(Source material Opens)

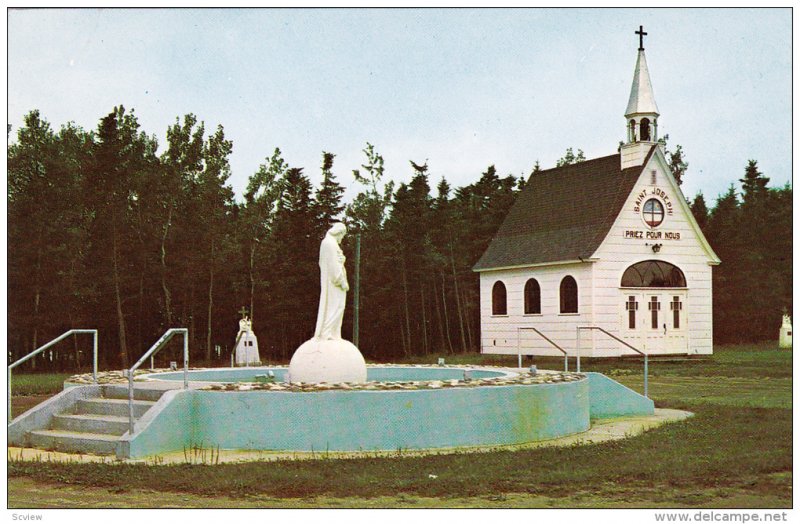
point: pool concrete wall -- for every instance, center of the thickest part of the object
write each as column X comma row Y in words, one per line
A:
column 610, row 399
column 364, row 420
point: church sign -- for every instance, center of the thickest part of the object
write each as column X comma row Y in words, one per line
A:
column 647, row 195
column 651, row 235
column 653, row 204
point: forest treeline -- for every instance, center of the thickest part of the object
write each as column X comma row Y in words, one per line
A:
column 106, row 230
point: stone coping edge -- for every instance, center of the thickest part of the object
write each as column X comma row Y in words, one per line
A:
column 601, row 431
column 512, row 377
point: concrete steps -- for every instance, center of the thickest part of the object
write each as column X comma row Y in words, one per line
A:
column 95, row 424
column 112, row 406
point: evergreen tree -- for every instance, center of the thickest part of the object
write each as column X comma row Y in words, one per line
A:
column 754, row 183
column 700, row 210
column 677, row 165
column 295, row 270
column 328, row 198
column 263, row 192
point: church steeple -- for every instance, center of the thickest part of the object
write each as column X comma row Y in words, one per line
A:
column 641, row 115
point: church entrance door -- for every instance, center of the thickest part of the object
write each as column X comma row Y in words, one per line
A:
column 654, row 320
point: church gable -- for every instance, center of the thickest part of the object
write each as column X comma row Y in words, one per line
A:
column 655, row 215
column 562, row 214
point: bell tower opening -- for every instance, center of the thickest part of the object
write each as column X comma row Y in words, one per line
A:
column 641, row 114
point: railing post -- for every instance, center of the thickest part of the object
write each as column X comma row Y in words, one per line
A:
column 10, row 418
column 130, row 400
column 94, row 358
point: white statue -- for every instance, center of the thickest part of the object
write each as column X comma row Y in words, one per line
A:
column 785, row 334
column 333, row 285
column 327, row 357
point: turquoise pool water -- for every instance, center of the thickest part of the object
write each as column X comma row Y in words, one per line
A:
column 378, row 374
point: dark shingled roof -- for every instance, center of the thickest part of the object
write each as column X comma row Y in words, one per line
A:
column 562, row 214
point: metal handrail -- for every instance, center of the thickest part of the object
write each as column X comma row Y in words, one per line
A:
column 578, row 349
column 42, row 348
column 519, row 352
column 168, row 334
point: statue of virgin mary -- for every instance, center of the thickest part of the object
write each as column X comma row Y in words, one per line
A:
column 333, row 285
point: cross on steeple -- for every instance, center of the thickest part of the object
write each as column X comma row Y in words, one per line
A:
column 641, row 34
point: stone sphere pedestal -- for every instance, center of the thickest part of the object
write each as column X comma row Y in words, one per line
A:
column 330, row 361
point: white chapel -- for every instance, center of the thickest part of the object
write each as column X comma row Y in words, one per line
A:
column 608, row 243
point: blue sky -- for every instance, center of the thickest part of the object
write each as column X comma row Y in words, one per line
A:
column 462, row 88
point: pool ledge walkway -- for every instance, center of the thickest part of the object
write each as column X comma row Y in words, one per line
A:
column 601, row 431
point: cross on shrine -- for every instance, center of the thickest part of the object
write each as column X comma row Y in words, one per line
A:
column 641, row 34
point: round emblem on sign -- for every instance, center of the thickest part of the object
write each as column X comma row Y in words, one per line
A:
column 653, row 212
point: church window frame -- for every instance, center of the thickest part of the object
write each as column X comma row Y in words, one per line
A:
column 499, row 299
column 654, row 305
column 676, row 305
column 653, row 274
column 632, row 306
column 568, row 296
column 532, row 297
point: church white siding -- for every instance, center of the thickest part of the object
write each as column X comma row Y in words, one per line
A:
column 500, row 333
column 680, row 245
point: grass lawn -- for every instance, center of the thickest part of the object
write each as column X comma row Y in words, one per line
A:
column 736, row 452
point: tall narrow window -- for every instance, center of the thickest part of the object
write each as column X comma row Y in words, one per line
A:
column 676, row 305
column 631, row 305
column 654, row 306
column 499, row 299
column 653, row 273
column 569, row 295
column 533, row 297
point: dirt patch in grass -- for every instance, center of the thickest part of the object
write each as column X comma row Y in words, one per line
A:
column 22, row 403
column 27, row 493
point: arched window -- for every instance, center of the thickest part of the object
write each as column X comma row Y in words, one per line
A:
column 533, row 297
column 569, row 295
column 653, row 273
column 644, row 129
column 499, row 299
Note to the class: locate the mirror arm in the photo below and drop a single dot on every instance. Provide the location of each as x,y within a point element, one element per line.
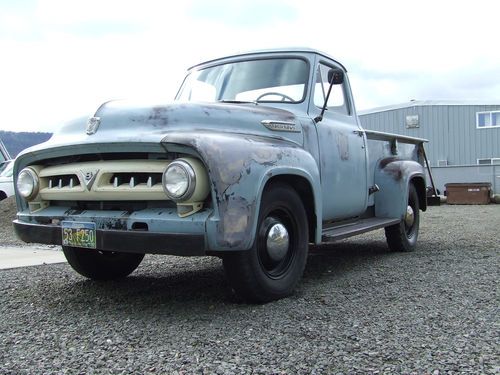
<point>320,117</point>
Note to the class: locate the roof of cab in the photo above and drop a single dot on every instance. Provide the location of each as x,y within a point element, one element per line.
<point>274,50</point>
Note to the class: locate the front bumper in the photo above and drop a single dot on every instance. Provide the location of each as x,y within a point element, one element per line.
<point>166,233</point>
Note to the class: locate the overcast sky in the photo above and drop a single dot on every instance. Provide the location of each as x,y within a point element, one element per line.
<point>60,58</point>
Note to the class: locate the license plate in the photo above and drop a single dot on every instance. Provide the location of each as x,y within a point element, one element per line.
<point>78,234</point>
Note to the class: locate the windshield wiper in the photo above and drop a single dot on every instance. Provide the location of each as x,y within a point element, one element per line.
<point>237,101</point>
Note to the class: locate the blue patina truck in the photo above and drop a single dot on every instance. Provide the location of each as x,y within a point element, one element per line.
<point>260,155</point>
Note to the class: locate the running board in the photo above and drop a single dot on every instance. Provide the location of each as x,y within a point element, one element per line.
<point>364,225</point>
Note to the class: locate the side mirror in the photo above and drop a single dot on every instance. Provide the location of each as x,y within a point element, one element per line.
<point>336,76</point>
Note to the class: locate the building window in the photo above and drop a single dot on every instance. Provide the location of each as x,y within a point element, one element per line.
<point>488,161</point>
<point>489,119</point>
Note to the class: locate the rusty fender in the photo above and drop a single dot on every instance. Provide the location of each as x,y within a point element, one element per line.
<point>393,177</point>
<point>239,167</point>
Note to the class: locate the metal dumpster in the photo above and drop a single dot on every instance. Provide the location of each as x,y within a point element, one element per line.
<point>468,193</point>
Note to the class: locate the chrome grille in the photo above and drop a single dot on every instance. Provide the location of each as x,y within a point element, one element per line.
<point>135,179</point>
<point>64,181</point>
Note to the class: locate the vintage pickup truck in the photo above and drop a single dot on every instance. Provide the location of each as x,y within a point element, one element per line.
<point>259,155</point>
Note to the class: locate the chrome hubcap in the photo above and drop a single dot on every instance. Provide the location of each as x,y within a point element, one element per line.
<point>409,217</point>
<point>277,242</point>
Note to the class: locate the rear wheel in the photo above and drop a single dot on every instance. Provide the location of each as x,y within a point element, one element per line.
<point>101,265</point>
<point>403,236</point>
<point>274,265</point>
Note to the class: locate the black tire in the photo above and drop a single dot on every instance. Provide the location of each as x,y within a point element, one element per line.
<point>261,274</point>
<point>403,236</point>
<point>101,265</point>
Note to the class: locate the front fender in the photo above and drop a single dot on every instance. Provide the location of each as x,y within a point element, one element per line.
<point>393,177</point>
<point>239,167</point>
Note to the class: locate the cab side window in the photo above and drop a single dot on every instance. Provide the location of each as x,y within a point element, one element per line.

(Source material Closes)

#### [Your task]
Please find every line in the records above that holds the word "sign" and copy it.

#### [Answer box]
point: church sign -- for every instance, center of the thickest part of the object
point: round emblem on sign -- for every instance, center of the thickest part of the object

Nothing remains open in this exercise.